- [PROVIDED DATA]
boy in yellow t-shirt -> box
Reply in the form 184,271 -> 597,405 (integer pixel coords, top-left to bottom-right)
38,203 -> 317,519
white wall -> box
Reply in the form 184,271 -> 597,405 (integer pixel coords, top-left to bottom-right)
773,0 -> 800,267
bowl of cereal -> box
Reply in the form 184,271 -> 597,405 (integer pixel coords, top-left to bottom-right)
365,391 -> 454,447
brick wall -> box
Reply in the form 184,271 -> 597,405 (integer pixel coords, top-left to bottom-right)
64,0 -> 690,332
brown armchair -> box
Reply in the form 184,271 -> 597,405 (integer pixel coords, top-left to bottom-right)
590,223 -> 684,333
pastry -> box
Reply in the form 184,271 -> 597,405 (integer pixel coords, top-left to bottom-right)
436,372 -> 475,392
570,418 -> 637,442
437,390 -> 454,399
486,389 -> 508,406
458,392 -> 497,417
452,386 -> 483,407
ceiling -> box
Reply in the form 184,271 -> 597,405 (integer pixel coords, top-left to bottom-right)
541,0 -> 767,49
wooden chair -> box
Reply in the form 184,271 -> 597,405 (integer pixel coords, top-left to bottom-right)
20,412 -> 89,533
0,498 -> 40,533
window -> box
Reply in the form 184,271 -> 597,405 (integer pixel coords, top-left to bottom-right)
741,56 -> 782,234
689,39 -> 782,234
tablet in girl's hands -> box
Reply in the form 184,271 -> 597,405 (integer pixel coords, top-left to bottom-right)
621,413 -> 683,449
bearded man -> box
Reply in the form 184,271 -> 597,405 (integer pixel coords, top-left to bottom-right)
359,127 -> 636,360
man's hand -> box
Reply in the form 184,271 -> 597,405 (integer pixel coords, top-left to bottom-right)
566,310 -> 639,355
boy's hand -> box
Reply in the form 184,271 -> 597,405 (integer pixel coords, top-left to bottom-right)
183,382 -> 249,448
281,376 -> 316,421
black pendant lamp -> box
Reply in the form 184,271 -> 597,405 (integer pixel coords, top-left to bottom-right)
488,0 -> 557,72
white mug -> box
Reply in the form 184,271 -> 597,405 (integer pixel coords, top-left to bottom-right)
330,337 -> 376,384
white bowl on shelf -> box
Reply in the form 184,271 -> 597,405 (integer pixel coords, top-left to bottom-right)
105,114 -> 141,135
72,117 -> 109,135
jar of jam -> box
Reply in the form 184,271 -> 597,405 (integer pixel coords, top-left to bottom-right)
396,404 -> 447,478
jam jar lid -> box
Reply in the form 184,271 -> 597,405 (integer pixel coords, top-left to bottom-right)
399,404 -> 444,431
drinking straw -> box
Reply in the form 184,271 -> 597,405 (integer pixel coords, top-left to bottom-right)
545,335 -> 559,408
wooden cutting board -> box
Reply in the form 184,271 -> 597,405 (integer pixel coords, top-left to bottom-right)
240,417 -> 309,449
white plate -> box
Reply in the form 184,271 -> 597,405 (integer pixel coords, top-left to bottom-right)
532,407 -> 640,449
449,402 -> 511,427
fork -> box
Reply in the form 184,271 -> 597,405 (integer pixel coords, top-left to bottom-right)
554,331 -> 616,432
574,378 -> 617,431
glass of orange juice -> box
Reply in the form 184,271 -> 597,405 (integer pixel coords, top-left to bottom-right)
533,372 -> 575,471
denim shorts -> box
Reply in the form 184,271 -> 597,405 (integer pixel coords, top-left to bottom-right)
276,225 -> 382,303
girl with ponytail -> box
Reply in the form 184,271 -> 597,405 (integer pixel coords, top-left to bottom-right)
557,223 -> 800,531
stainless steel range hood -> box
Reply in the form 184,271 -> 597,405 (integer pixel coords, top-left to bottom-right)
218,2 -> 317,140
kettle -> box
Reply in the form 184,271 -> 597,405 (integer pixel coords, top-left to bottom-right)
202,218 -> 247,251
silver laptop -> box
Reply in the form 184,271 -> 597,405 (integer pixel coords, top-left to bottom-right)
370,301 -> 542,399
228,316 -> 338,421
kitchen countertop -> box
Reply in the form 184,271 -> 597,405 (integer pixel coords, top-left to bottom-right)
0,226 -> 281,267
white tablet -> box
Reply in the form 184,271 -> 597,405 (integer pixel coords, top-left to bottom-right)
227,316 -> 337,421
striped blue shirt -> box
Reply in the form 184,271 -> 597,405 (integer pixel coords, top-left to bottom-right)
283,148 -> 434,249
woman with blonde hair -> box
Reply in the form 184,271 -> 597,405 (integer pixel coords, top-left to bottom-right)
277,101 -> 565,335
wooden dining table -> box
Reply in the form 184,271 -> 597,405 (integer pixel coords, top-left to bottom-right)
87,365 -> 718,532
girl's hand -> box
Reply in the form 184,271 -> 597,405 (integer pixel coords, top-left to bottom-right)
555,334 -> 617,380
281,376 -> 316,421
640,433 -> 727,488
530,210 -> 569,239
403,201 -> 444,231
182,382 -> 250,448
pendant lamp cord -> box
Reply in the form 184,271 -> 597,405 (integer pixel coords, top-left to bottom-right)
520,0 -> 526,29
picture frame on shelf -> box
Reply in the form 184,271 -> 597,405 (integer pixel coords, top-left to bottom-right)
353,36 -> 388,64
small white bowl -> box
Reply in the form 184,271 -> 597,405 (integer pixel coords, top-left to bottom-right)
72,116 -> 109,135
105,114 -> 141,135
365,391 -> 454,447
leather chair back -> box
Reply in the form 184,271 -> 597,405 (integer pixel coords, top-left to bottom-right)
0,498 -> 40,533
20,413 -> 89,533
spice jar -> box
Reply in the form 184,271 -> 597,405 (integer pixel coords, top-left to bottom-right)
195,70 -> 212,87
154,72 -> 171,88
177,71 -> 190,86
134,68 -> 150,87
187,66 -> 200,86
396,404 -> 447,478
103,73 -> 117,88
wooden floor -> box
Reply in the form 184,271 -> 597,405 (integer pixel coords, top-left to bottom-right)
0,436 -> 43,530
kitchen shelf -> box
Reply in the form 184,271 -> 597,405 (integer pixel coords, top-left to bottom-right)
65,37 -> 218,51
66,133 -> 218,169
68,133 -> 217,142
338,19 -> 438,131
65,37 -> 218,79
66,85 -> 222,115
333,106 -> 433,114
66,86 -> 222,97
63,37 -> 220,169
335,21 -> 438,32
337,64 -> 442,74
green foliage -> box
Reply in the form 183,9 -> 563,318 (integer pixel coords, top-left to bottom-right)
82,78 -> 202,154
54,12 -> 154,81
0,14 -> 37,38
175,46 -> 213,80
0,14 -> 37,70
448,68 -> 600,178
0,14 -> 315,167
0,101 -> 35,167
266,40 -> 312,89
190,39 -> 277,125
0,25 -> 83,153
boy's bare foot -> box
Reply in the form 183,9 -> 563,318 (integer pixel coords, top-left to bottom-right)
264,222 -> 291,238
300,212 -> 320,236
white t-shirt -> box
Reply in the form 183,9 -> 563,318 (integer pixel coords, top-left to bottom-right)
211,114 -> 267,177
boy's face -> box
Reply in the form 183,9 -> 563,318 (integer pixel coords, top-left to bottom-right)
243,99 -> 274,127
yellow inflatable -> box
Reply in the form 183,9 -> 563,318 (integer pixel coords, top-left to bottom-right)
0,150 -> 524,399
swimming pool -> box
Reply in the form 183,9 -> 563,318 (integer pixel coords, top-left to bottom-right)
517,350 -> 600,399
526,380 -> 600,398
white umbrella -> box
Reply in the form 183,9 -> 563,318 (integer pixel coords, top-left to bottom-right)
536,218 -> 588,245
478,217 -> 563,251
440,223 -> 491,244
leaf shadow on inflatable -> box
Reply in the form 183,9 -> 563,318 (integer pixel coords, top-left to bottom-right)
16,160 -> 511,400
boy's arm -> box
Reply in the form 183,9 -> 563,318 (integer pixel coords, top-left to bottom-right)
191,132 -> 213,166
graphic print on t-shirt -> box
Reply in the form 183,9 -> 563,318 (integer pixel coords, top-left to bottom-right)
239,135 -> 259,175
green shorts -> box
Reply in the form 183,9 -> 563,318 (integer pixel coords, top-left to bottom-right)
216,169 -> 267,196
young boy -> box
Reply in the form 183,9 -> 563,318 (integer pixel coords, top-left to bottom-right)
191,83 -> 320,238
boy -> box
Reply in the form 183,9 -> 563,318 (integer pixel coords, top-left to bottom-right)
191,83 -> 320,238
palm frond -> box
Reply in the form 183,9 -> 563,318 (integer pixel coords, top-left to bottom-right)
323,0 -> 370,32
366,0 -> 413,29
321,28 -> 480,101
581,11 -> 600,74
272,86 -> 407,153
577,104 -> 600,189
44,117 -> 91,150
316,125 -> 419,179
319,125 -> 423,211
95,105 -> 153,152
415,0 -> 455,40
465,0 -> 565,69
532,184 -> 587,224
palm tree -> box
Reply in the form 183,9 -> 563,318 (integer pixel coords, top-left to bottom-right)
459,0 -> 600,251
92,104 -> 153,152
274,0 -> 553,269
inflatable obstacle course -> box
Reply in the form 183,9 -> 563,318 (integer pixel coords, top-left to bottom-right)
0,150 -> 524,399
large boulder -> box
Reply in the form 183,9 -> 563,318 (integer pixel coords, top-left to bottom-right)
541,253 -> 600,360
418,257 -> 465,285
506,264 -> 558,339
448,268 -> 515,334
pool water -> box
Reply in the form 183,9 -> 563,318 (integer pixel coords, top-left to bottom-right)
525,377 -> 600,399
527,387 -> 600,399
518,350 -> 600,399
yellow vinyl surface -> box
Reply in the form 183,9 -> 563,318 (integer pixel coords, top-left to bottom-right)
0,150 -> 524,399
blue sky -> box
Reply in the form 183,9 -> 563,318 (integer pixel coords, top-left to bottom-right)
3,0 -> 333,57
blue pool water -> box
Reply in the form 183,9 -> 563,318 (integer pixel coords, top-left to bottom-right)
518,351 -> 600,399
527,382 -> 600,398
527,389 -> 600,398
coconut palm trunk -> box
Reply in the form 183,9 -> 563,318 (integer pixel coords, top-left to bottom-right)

- [PROBLEM DESCRIPTION] Exactly as written, please transcribe the lines from the start of the records above to the line that holds "pastry -> box", both ends included.

- [TASK OUTPUT]
boy in yellow t-shirt -> box
Reply in the form 184,271 -> 597,405 (integer pixel coords, top-left to bottom-right)
38,203 -> 317,519
white wall -> box
Reply in the form 184,271 -> 597,405 (integer pixel coords, top-left to bottom-right)
773,0 -> 800,267
bowl of cereal -> box
Reply in the form 184,271 -> 597,405 (integer pixel coords, top-left to bottom-right)
365,391 -> 454,447
brick wall -> box
Reply in the form 184,271 -> 597,405 (integer pixel coords, top-left to bottom-right)
64,0 -> 690,332
brown armchair -> box
Reply in the form 184,271 -> 597,405 (integer pixel coords, top-left to bottom-right)
590,223 -> 684,333
pastry -> box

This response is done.